GOAL OF THE EXERCISE:
Return every record verbatim.

(Extracted data entries)
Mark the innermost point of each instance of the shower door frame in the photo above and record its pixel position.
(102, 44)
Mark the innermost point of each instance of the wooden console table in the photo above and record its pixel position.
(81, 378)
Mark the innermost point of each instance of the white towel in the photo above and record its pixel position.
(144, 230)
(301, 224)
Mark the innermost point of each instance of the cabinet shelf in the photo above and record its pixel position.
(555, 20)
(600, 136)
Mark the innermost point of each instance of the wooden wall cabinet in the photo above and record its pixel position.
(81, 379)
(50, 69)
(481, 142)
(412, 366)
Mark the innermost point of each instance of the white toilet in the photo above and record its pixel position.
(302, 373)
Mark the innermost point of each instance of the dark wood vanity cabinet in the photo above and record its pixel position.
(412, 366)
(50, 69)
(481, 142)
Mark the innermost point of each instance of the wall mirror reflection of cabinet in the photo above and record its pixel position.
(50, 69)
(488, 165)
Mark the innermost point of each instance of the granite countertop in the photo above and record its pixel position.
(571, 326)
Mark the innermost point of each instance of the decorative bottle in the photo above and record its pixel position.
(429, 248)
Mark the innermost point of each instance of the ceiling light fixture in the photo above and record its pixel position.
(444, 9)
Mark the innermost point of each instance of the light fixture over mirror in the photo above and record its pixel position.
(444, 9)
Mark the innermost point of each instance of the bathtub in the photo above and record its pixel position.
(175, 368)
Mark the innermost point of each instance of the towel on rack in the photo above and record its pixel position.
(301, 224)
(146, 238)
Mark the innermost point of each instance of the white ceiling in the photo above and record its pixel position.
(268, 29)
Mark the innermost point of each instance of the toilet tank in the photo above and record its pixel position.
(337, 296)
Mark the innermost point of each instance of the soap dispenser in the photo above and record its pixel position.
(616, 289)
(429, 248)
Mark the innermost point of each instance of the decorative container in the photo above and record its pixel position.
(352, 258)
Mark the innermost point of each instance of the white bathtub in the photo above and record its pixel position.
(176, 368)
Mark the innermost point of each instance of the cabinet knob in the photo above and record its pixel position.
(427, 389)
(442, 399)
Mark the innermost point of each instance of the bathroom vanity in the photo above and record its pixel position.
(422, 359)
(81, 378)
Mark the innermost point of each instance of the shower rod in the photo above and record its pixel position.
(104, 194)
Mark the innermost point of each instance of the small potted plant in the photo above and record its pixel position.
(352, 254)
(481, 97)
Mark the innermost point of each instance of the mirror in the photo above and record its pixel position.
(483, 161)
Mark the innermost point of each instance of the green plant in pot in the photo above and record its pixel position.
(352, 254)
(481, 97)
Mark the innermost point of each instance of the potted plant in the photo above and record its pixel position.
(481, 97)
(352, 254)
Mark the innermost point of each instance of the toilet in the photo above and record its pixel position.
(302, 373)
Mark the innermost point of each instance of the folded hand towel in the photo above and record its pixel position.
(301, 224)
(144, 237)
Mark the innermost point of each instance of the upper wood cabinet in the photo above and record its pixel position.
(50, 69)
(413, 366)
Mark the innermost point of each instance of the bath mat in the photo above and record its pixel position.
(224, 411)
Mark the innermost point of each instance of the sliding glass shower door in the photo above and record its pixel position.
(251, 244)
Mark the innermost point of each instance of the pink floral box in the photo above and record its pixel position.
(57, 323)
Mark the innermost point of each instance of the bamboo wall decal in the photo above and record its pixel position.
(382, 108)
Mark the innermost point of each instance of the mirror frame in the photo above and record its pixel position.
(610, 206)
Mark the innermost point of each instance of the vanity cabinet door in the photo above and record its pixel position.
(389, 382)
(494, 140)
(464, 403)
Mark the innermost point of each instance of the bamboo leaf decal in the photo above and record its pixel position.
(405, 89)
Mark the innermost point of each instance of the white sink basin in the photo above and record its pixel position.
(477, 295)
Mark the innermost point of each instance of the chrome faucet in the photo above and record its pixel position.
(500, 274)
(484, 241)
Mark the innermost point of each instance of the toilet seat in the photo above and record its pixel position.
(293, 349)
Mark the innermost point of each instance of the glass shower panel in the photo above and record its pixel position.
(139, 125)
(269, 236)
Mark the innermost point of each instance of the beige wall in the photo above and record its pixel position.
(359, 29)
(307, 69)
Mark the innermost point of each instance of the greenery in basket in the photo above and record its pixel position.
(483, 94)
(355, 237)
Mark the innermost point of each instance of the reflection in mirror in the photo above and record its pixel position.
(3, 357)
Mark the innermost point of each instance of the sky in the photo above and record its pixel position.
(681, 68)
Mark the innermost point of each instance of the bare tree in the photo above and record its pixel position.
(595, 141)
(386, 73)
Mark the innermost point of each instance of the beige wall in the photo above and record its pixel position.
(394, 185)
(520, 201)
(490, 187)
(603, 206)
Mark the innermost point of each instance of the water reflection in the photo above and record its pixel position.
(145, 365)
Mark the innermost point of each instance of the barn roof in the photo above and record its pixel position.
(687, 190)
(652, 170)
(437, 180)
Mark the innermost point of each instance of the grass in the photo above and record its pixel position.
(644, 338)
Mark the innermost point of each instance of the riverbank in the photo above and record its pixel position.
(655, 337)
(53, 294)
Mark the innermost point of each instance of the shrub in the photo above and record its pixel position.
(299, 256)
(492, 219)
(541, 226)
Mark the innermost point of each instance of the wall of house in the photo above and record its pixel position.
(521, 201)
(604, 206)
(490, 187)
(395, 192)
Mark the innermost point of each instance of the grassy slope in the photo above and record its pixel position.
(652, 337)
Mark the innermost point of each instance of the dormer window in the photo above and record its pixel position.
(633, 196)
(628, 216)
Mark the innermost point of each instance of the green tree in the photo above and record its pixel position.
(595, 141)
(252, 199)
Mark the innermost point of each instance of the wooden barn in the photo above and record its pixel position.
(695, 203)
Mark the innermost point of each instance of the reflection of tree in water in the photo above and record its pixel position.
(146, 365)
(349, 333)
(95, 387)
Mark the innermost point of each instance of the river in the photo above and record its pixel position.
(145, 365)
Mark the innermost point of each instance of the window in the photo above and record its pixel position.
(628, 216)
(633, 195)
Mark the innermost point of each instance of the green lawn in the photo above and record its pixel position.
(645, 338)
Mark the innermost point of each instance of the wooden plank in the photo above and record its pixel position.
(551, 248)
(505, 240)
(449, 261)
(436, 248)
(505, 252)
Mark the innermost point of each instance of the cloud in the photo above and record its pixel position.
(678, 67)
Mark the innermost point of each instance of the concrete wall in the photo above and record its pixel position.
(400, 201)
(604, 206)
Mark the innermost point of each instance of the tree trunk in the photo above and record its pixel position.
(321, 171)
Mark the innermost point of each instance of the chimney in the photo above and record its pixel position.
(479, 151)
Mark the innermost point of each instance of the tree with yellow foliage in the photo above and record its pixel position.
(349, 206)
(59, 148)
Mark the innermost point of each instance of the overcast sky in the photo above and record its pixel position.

RESULT:
Mark the innermost point of each instance of the shower door frame in the photo above and record its pixel position.
(102, 44)
Mark the innermost point of each instance of the wooden console table in the photo above and record its pixel position.
(81, 378)
Mark the innermost point of each instance of the white towel in the photo above and record its pixel position.
(144, 230)
(301, 224)
Mark the innermost point of each instance of the cabinet shelf in the photo above and record its pixel position.
(555, 20)
(600, 136)
Mark the innermost point of each instance of the wooden wall cabinet in the photo above and record its pixel position.
(81, 379)
(50, 69)
(481, 142)
(412, 366)
Mark the innermost point of each instance of the white toilet in the photo above and record its pixel position.
(302, 373)
Mark the innermost point of each instance of the dark wood vanity cabinet in the photo above and record its pixel position.
(412, 366)
(50, 69)
(481, 142)
Mark the innermost point of each instance of the wall mirror reflection of cabinet in the photo above and record its pixel position.
(50, 69)
(488, 165)
Mark the innermost point of each instance of the granite countertop in the photo above and record its pixel position.
(571, 326)
Mark the innermost point of each instance of the decorative bottle in the photo above and record its pixel position.
(429, 248)
Mark the innermost point of each instance of the ceiling light fixture in the photo above and record its pixel position.
(444, 9)
Mark the innermost point of each instance of the light fixture over mirror in the photo above and record its pixel position.
(444, 9)
Mark the innermost point of each instance of the bathtub in the photo above and record its pixel position.
(175, 368)
Mark the innermost point of each instance of the towel on rack in the photo above and record its pixel position.
(301, 224)
(146, 238)
Mark the innermost point of each instance of the white ceiling in the photo above and record its pixel position.
(268, 29)
Mark the innermost point of each instance of the toilet tank in the photo above and record its pixel position.
(337, 296)
Mark the innermost point of each instance of the soap dispenser in the photo above and record its pixel position.
(616, 289)
(429, 248)
Mark the innermost point of each instance of the decorative container in the photo above and record its pixel position.
(352, 258)
Mark the innermost point of each instance of the white bathtub in the photo above and record its pixel position.
(176, 368)
Mark the innermost point of each instance of the cabinet knob in the photo above and record its pixel position.
(427, 389)
(442, 399)
Mark the innermost point of each instance of the bathroom vanity in the photo above and record its pixel position.
(422, 359)
(81, 378)
Mark the innermost point of each instance of the shower rod in the photo above and record its pixel position.
(104, 194)
Mark the innermost point of each instance of the small potted plant in the photo above and record its pixel position.
(352, 254)
(481, 97)
Mark the innermost point of each instance of the mirror in the photo above and record its pixel position.
(483, 161)
Mark the innermost point of each instance of the green plant in pot in the photo above and record its pixel position.
(352, 254)
(481, 97)
Mark the innermost point of each instance of the potted plant in the photo above and record its pixel position.
(481, 97)
(352, 254)
Mark the innermost point of each instance of the toilet in the photo above and record its pixel position.
(302, 373)
Mark the innermost point of each instance of the folded hand towel in the photo above and record its pixel position.
(301, 224)
(144, 237)
Mark the innermost point of each instance of the upper wood cabinet in the photo above and record its pixel position.
(50, 69)
(413, 366)
Mark the innermost point of each instance of the bath mat in the photo above and record its pixel position.
(224, 411)
Mark the innermost point of each instance of the sliding glass shower door in the photo above and record its pixel position.
(251, 244)
Mark the innermost point of each instance of the pink floral box in the photo above and record its pixel position.
(57, 323)
Mark the innermost point of each instance of the bamboo wall decal in the photo above and record its pixel position.
(382, 108)
Mark the innermost point of each instance of the mirror frame in the photo above and record its pixel position.
(610, 206)
Mark the innermost point of each instance of the vanity cabinet door in the photo above and record its pixel position.
(389, 382)
(494, 140)
(464, 403)
Mark the innermost point of each instance of the bamboo leaf decal in the photo above and record its pixel position.
(405, 89)
Mark the innermost point of each instance of the white sink basin in the photo above and record its pixel position.
(477, 295)
Mark the innermost point of each instance of the chrome faucet in the photo above and record its pixel position.
(500, 274)
(484, 241)
Mark the innermost point of each instance of the toilet seat in the photo above and record its pixel position.
(293, 349)
Mark the innermost point of each instance of the glass shower panel in the photo above and record its pixel position.
(139, 125)
(269, 236)
Mark the innermost point of each instance of the beige wall in the photo above and record its pixel position.
(359, 29)
(307, 69)
Mark the innermost point of each instance of the greenery in basket in the photo above and record its pixel position.
(483, 94)
(355, 237)
Mark the innermost point of each instance of the reflection in mirror in the photo above and record its pixel position.
(3, 357)
Mark the innermost point of each instance of the sky in the photo above and record its pixel position.
(681, 68)
Mark the innermost point of each instance of the bare tree in the photo above and record its pixel position.
(595, 141)
(386, 73)
Mark the innermost point of each instance of the beige wall in the photo above and record its pixel position.
(394, 185)
(520, 201)
(490, 187)
(603, 206)
Mark the innermost point of each instance of the water reflection in the photo above and record its pixel position.
(145, 365)
Mark the innermost point of each instance of the barn roof in the photo above and record its pixel position.
(687, 190)
(652, 170)
(437, 180)
Mark the innermost point of each instance of the grass in the photo above and record its pixel position.
(644, 338)
Mark the innermost point of each instance of the riverbank in the photo above and record its pixel position.
(655, 337)
(53, 294)
Mark the innermost point of each instance of the shrub in the photo above and record its pixel position.
(299, 256)
(492, 219)
(541, 226)
Mark the innermost point of each instance of the wall of house in the photo above and record its pixel position.
(521, 201)
(604, 206)
(490, 187)
(395, 192)
Mark the innermost point of each instance of the grassy slope in the photo above and record its pixel position.
(652, 337)
Mark the innermost point of each instance of the dormer window in the photo above and record its pixel position.
(633, 196)
(628, 216)
Mark the innermost point of each instance of the green tree in the photo above and record its pixel position.
(595, 141)
(252, 199)
Mark the innermost point of each instance of the wooden barn in the photo above and record its pixel position.
(695, 203)
Mark the innermost point of each instance of the reflection of tree in water in the photo above and record its pixel position.
(146, 365)
(349, 333)
(95, 387)
Mark the innermost point of each instance of the river in the photo above and record its pixel position.
(145, 365)
Mark the innermost point of each instance of the window in the photo above and record its pixel position.
(628, 216)
(633, 195)
Mark the innermost point of each instance of the green lawn in the photo above and record its pixel position.
(645, 338)
Mark the innermost point of each instance of the wooden plank in the photo above and record its pixel position.
(551, 248)
(505, 240)
(449, 261)
(436, 248)
(505, 252)
Mark the innermost point of each instance of the cloud in the photo above and record its pixel position.
(678, 67)
Mark the innermost point of each instance of the concrete wall in the photo above and record its pixel position.
(400, 201)
(604, 206)
Mark the innermost point of each instance of the tree trunk in the photo above and record its pixel position.
(321, 171)
Mark the innermost point of each instance of the chimney in the photo above and record its pixel position.
(479, 151)
Mark the innermost point of each instance of the tree with yellow foliage in the photo above and record its pixel position.
(349, 206)
(59, 148)
Mark the innermost point of each instance of the overcast sky in the photo above and record its pixel position.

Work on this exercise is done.